>> Start RECORDS PROVIDED
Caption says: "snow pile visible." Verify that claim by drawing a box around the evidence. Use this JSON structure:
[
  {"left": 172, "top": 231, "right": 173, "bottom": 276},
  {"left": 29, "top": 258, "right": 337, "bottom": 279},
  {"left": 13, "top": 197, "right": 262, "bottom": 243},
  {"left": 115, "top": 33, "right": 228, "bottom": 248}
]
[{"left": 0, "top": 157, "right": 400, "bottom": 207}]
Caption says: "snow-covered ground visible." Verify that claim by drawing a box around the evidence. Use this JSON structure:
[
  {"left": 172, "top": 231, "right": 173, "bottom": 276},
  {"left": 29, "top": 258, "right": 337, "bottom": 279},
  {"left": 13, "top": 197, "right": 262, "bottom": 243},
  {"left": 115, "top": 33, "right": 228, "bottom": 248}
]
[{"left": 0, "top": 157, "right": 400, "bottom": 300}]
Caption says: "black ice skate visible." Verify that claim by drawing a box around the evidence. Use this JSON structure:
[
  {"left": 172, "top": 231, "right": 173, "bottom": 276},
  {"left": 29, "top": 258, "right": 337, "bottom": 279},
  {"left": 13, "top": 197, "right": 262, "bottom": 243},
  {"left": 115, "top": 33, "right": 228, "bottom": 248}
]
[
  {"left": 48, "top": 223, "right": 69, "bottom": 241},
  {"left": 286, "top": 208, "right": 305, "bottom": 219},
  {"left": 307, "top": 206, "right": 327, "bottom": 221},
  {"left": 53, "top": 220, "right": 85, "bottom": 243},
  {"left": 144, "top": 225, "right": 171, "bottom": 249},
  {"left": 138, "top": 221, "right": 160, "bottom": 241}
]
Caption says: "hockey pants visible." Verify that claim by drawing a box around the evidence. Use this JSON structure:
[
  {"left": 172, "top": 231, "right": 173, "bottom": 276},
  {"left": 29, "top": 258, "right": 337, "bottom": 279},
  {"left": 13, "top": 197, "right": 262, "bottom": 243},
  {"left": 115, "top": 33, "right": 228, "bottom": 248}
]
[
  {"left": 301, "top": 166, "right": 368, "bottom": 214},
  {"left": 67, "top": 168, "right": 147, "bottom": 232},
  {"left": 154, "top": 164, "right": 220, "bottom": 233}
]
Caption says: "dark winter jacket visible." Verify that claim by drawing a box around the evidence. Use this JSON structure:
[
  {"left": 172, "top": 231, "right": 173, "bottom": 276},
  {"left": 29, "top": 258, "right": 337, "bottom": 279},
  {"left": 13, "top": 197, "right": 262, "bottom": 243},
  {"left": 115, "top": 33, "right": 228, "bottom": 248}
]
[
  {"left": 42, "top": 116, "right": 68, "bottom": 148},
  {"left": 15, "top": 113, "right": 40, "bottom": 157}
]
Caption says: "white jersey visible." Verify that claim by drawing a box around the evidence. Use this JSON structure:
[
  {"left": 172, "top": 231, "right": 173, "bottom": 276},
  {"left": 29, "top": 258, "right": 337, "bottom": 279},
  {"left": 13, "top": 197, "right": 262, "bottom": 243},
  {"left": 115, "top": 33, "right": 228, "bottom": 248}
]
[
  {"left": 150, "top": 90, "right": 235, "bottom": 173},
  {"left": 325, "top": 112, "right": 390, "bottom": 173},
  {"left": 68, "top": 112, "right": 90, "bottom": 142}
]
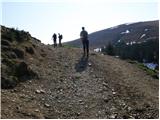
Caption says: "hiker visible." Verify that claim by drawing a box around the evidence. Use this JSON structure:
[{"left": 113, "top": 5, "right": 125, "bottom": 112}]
[
  {"left": 52, "top": 33, "right": 57, "bottom": 47},
  {"left": 80, "top": 27, "right": 89, "bottom": 57},
  {"left": 58, "top": 33, "right": 63, "bottom": 47}
]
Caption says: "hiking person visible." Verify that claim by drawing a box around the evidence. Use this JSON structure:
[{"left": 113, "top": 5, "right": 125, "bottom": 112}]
[
  {"left": 52, "top": 33, "right": 57, "bottom": 47},
  {"left": 80, "top": 27, "right": 89, "bottom": 57},
  {"left": 58, "top": 33, "right": 63, "bottom": 47}
]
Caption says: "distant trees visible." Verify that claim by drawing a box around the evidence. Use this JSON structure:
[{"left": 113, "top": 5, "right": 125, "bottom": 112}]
[
  {"left": 1, "top": 26, "right": 31, "bottom": 42},
  {"left": 102, "top": 38, "right": 159, "bottom": 64},
  {"left": 102, "top": 42, "right": 115, "bottom": 56}
]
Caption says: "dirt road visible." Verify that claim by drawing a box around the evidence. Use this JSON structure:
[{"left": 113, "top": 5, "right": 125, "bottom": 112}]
[{"left": 1, "top": 46, "right": 159, "bottom": 119}]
>> End RECORDS PROVIDED
- GIVEN PROBLEM
Collect every line in the rows above that contains the word "says". Match case exactly.

- WORKED SOLUTION
Caption says: "snow pile visible." Verify that claim by drawing a box around the evidence. Use this JSON structure:
Caption says: "snow-covered ground visible." Verify that claim by drawing a box around the evidence. Use this JSON structure:
Caption says: "black ice skate visible." Verify that claim by drawing a box around the evidence. Use this JSON structure:
Caption says: "hockey pants visible." Verify that claim by drawing a box around the evidence. Use this JSON structure:
Caption says: "dark winter jacket visible." Verify that claim by drawing a box around the evidence. Use this JSON structure:
Caption says: "white jersey visible." Verify that claim by drawing a box around the evidence. Use this JSON structure:
Caption says: "hiker visible." Verify that claim by drawing a box around the evidence. Use this JSON structure:
Caption says: "hiking person visible." Verify that claim by drawing a box around the evidence. Use this JSON structure:
Caption says: "distant trees visible." Verify that claim by drawing a box around the evidence. Use this JSON structure:
Caption says: "dirt road visible." Verify that claim by drawing a box around the evidence. Use this JSON structure:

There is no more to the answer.